SELECTED EXTRACT:
3

I am running a series of OCR on images using tess4j as a wrapper for tesseract from JAVA. The process of ocr is still taking a significant amount of time (even 5 seconds sometimes) and I am trying to speed it up.

I am doing my own preprocessing and binarization of the image and it is not necessary for tesseract to do the otsu binarization.

I have read a tutorial for IOS that allows skipping the graphical processing part , but i can't find anything using tess4j.

The turial here: https://github.com/gali8/Tesseract-OCR-iOS/wiki/Tips-for-Improving-OCR-Results -
"... if you've already performed your own pre-processing/thresholding [...] you will probably want to bypass the internal Tesseract thresholding step. "

Does anybody know how I could use tess4j (from JAVA) in a way that would skip the otsu binarization?

WHAT THE TASK REQUIRES:
Return the part of the tess4j forum post from "I am running" up to and including "anything using tess4j.", copied word for word.

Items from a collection

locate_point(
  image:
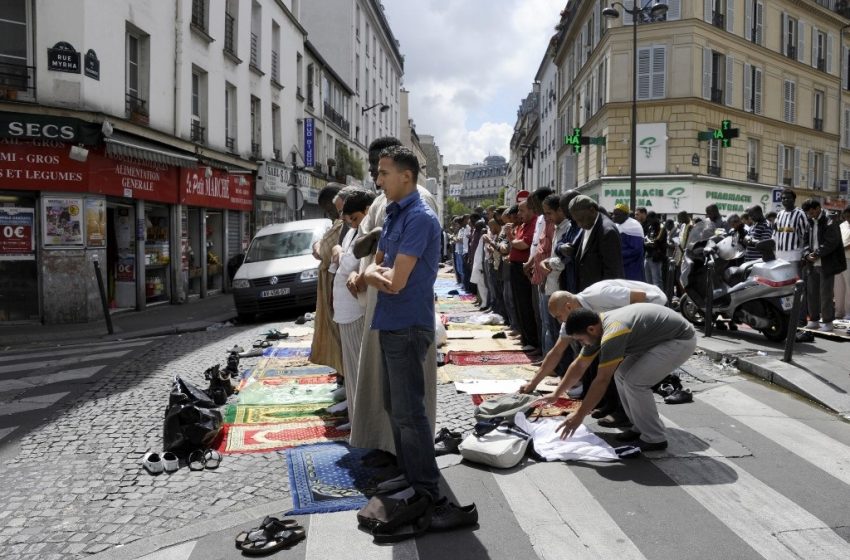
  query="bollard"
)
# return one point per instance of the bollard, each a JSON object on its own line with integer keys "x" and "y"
{"x": 106, "y": 314}
{"x": 791, "y": 337}
{"x": 709, "y": 299}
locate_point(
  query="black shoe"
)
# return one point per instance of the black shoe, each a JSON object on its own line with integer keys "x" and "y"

ANSWER FOR THE TASK:
I am running a series of OCR on images using tess4j as a wrapper for tesseract from JAVA. The process of ocr is still taking a significant amount of time (even 5 seconds sometimes) and I am trying to speed it up.

I am doing my own preprocessing and binarization of the image and it is not necessary for tesseract to do the otsu binarization.

I have read a tutorial for IOS that allows skipping the graphical processing part , but i can't find anything using tess4j.